### Extracted entries ###

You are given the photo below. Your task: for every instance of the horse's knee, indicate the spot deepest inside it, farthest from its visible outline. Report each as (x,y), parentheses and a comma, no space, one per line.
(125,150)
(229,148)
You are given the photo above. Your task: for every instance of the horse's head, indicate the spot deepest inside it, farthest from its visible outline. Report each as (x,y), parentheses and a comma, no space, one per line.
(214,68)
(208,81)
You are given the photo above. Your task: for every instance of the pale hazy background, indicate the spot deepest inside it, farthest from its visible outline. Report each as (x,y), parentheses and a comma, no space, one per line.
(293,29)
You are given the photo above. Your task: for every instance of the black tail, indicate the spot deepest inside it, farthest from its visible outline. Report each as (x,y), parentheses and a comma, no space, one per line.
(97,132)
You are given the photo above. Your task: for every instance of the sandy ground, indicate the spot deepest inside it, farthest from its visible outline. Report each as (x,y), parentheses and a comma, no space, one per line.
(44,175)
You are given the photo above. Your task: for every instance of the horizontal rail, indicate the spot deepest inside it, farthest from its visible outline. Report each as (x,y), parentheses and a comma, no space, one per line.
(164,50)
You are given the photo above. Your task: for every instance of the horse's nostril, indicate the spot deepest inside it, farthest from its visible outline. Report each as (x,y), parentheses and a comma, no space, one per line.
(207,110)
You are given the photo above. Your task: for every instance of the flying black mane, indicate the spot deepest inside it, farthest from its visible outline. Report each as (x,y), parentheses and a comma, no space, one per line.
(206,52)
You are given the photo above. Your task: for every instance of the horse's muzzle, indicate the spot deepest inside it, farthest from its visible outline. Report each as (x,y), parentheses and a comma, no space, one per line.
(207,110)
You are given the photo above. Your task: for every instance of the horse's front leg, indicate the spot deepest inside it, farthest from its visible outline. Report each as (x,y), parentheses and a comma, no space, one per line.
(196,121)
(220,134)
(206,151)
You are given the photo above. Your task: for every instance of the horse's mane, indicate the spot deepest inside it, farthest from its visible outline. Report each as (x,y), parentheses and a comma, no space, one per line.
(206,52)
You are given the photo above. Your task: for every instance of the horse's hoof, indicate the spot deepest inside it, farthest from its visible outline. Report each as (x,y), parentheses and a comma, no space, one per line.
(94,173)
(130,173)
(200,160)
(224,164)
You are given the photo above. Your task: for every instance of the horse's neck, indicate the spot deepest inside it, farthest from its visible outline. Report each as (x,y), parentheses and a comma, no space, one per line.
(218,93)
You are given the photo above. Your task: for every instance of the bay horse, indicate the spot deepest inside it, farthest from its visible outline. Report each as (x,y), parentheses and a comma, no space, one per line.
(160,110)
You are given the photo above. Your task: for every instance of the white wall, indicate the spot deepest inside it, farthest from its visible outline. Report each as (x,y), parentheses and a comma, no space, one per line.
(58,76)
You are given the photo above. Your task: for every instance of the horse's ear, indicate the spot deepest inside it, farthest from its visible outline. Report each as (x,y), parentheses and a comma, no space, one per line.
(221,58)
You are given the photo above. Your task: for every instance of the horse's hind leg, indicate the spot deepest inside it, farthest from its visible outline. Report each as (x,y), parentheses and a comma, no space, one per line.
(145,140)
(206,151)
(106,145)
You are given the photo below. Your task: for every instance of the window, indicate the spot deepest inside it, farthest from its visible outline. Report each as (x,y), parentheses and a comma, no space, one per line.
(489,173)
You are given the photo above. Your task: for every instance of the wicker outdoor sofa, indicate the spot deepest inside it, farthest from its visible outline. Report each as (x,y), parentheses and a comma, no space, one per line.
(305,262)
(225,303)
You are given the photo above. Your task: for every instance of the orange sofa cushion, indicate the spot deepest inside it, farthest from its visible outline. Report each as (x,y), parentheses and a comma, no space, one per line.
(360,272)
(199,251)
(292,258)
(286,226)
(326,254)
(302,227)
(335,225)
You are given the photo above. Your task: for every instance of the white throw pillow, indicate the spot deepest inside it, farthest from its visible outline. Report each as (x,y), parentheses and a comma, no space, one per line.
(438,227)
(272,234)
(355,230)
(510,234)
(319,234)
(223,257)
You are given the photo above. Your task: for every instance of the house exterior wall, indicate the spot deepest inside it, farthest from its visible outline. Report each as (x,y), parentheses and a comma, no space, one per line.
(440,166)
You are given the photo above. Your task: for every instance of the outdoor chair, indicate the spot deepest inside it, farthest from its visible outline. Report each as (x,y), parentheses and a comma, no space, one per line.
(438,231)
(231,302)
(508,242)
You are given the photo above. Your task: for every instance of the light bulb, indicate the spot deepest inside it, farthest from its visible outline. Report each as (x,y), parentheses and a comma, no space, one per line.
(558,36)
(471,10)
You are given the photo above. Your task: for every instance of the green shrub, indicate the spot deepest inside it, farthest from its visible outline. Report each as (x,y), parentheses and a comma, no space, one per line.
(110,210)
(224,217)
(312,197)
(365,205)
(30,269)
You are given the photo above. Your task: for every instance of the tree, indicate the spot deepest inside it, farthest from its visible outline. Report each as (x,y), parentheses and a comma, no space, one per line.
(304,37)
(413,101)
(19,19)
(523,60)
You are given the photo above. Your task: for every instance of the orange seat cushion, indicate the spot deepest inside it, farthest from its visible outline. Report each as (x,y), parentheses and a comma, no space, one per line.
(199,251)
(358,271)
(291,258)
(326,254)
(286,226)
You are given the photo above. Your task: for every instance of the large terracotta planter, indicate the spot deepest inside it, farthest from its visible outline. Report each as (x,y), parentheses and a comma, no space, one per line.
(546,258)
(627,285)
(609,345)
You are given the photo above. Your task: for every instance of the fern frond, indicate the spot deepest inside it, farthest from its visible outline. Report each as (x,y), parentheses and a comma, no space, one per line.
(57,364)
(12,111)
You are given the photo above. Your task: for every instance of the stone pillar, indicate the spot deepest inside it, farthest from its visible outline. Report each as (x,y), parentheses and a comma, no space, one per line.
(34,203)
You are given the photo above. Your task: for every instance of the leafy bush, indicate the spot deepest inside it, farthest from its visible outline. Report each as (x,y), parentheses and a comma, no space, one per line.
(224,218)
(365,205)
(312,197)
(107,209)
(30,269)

###

◆ **Given problem**
Return each entry from above without altering a single character.

◆ **Finished answer**
You are given the photo below. Your task: for every instance of the horse's knee, indicate the spot deepest inside it, farthest from its visible outline. Report each as (x,y), parentheses and a comma, no space, one per line.
(125,150)
(229,148)
You are given the photo above. Your task: for every instance of the horse's head, indicate the spot deepest inside it, farthest from its visible outline. Report each as (x,y), parentheses and a comma, no space, one per line.
(214,68)
(208,81)
You are given the photo above. Your task: for every instance of the pale hazy background, indicate the spot deepest inside it, farthest from its visible outline. Report each as (x,y), parentheses and a comma, no space, one per line.
(293,29)
You are given the photo above. Your task: for every instance of the black tail, indicate the spot deepest inside it, farthest from its visible outline. Report each as (x,y), parentheses and a comma, no space, one per line.
(97,132)
You are given the photo above. Your task: for every instance of the sandy ground, indicate the spot deepest inside it, farthest from its visible outline. Report each as (x,y), parentheses and a comma, no space, one per line.
(44,175)
You are given the photo above. Your task: for every instance of the horizontal rail, indicate the spot deepest inside it, farthest from its visible outline. Report each as (x,y), parentheses and a comma, no space, one per line.
(164,50)
You are given the photo above. Your task: for every instance of the horse's nostril, indicate the spot deepest inside it, farthest from its visible outline. Report each as (x,y), parentheses and a comma, no space, one per line.
(207,110)
You are given the photo above. Your task: for every instance of the flying black mane, indicate the spot deepest inside it, farthest from its visible outline. Report each as (x,y), parentheses and a comma, no space, one per line.
(206,52)
You are given the photo above. Your task: for every instance of the horse's muzzle, indicate the spot deepest inside it, farthest from its visible outline. Report each as (x,y), parentheses and a comma, no space, one per line.
(207,110)
You are given the photo above. Your task: for every instance of the horse's front leg, indicate the spot deepest inside it, farthest from its visible outline. Report each as (x,y), parentheses and a comma, no space, one per line.
(196,121)
(220,134)
(206,151)
You are given the photo above. Your task: for every instance of the horse's mane, indicate the spot deepest inside it, farthest from its visible outline. Report each as (x,y), parentheses and a comma, no space, one per line.
(206,52)
You are given the photo above. Your task: for every instance of the horse's hoof, indicate the spot deepest inside it, farthest from its visible outline. Report each as (x,y), parentheses and a comma, no space, one per line.
(94,173)
(130,173)
(200,160)
(224,164)
You are given the photo above. Your task: for every instance of the horse's neck, indicate the spot deepest inside it, farthest from its visible outline. Report each as (x,y), parentheses and a comma, no space, one per line.
(218,93)
You are given the photo above. Your task: for every instance of the bay horse, indicate the spot deepest inside it, farthest from its visible outline. Report each as (x,y), parentheses and a comma, no space, one per line.
(160,110)
You are given the photo above. Your task: for every instance of the white wall, indicate the spot deepest inside it, farthest from its visible outline. Report each as (x,y), parentheses and a comma, no space, one per line.
(58,76)
You are given the photo above. Your task: for every instance of the horse's ear, indicate the spot deepest inside it, farthest from its visible outline. Report each as (x,y), parentheses and a comma, no space, one per line.
(221,58)
You are given the photo above. Your task: for every instance of the horse's hind leg, indicate the spot deepest inside it, farthest from its visible outline. Report each as (x,y), parentheses and a comma, no space, one per line.
(145,140)
(206,151)
(106,145)
You are given the photo below. Your task: for every instance of the window, indicate the spot deepest inside it, farthest from its visible outline. Report each as (x,y), parentheses and a comma, no space, one per line.
(489,173)
You are given the photo above. Your task: for every instance of the wicker outdoor sofa, indicate the spot deepest inside it, farthest from its visible outline. Report each as (x,y), parentheses and a comma, no space, one per line.
(305,262)
(225,303)
You are given the photo above. Your task: for every instance of the orange sofa cushion, indicate the spot deepest inside it, farthest from its visible outline. Report each as (x,y), parentheses and a comma, no space, one per line.
(360,272)
(199,251)
(292,258)
(286,226)
(326,254)
(302,227)
(335,225)
You are given the photo above. Your task: for every instance of the white throw pillow, indicate the spot deepest inside it, farthest from its visible outline. Report each as (x,y), parentheses and a comma, no space, one per line.
(438,227)
(272,234)
(355,230)
(510,234)
(319,234)
(223,257)
You are given the photo above. Your task: for every instance of the house exterior wall, indicate the spot deepest inside it, farthest from its visible outline. Report each as (x,y), parentheses and a comma, no space, one per line.
(440,166)
You are given the photo above. Your task: for every instance of the outdoor chair, indicate the spot deepest inside it, farthest from its visible outline. Report each as (x,y), parentheses and a comma, no space, one per line.
(438,231)
(231,302)
(508,242)
You are given the photo above. Your task: for every instance of the light bulb, indicate the spot deepest inside it, farthest from its visible outline. Report each as (x,y), parentheses and a comma, no space, one per line.
(558,36)
(471,10)
You are given the photo above. Your task: for every instance of the green shrub, indicate the spot deepest inside it, farthest from its visible outline. Report each as (x,y), parentheses and a comma, no space, one per line.
(110,210)
(224,217)
(312,197)
(365,205)
(30,269)
You are given the photo above. Your task: for every instance of the tree, indicate the spot deepest inside it, farthest from its visible outline. Report each as (x,y), parentheses and a comma, no space, one per line.
(304,37)
(413,101)
(19,19)
(523,60)
You are given the photo above. Your task: for every instance of the orange seat cushion, indicate the spot deepest inside it, farthest from its visible outline. Report each as (x,y), parentheses and a comma, no space, one per line.
(199,251)
(358,271)
(291,258)
(326,254)
(286,226)
You are given the photo above. Your task: for every instance of the large terracotta planter, indicate the spot deepest inside it, farthest from its visible outline. Report each as (x,y), parentheses and a comma, no space, one per line.
(546,258)
(627,285)
(609,345)
You are given the photo above. Your task: for every instance of the fern frond, indicate the spot deepest inside it, farthest from its visible outline. Report each as (x,y), parentheses and a comma, no space, one per line.
(57,364)
(12,111)
You are given the photo above. Your task: for every instance of the stone pillar, indicate the spot deepest inside it, farthest from its visible outline. Report each as (x,y), parentheses and a comma, no space, one per line.
(34,203)
You are given the photo above. Your task: for every instance of the leafy bush, indicate the spot deepest inside it, farthest from its visible outline. Report each as (x,y), parentheses and a comma, no space, one per line.
(224,218)
(365,205)
(312,197)
(107,209)
(30,269)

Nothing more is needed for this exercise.